Очень гордясь тем, что у него есть сын, Хамет вернулся с фронта, «надеясь найти друга». Вскоре он взял Рудика с собой на охоту, намереваясь поразить его воображение бельгийским ружьем — подарком от командования. «Он очень гордился своим ружьем и никому его не давал», — вспоминал знакомый охотник. Видя, что мальчик отстает, Хамет пошел вперед, а сыну велел ждать его и караулить снаряжение. Так как раньше его никогда не оставляли одного в лесу, Рудольф пришел в ужас. «Я испугался дятла; вокруг летали утки… Я заплакал и стал звать: «Папа, папа, мама, мама». Хамет вскоре вернулся, но только посмеялся над сыном-плаксой — он считал, что восьмилетнего мальчишку нужно закалять. Но Фарида очень разозлилась, когда узнала о происшествии. Она хорошо помнила, как ее в лесу окружили волки.

Представления Хамета о мужской дружбе были традиционными для Башкирии: охота, совместные посиделки у костра, истории. От всего этого Рудольфу «делалось не по себе». Резеда больше брата интересовалась рассказами отца о войне. Он был человеком немногословным — тогда разговорчивость вообще была опасной, особенно для офицера, — но иногда все же вспоминал, как он перебросил гранату через Одер или как в него целился немецкий танк, кружа снова и снова. Наверное, Хамету неприятно было сознавать, что он не может завоевать доверие сына. Вместо Рудольфа он начал брать на охоту племянника Раиса. Тогда Хамет еще не знал, что балет, который уже стал идеей-фикс для Рудольфа, еще больше расширит пропасть между ними.

В детском саду Рудольфа, как и других детей, учили азам народных танцев. Он сразу схватывал все нужные для башкирских танцев движения и танцевал лучше всех — на утренниках ему всегда поручали сольные партии. «С ранних лет я не боялся сцены и мог владеть ею», — сказал он. Иногда дети выступали в госпиталях перед ранеными. Об этом живо написано в романе Колума Маккана о Нурееве «Танцовщик»: «Дети выступали в проходах между койками… они падали на колени, вскакивали, кричали, хлопали в ладоши… Когда мы решили, что уже конец, вперед вышел маленький светловолосый мальчик. Ему было лет пять или шесть. Он вытянул ногу и подбоченился… солдаты сели на койках. Те, кто лежали у окон, прикрыли глаза от солнца, чтобы было лучше видно. Мальчик начал танцевать… Когда он закончил, палата разразилась аплодисментами. Кто-то протянул мальчику кубик сахара. Он покраснел и сунул его в носок… Когда он закончил, его носки раздувались от сахара. Солдаты начали его поддразнивать: похоже, у него больные ноги. Ему давали картофельные очистки и хлеб, отложенный солдатами; он все складывал в бумажный пакетик, чтобы отнести домой».

● ● ● ● ● ● ●

**ЧТО СДЕЛАТЬ**. Почему, согласно отрывку выше, Хамет только посмеялся над сыном, который плакал, оставшись один в лесу? Объясните в одном-двух предложениях.

**ИСХОДНЫЙ МАТЕРИАЛ**.
● ● ● ● ● ● ●

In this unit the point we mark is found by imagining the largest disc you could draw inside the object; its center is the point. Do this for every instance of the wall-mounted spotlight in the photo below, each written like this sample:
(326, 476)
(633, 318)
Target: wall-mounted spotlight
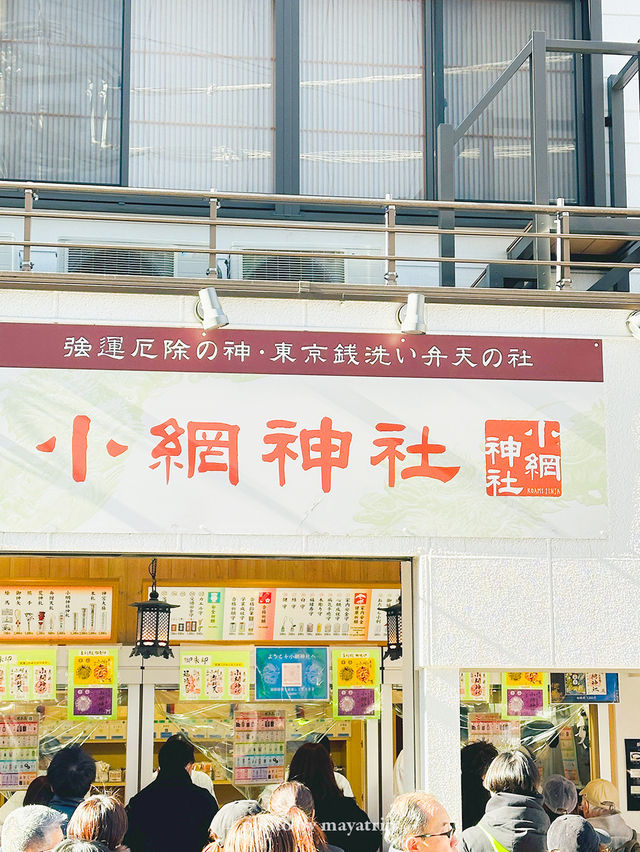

● ● ● ● ● ● ●

**РЕШЕНИЕ ЗАДАЧИ**. Хамет считал, что восьмилетнего мальчика нужно закалять. Поэтому он не стал утешать сына, а только посмеялся над ним как над плаксой.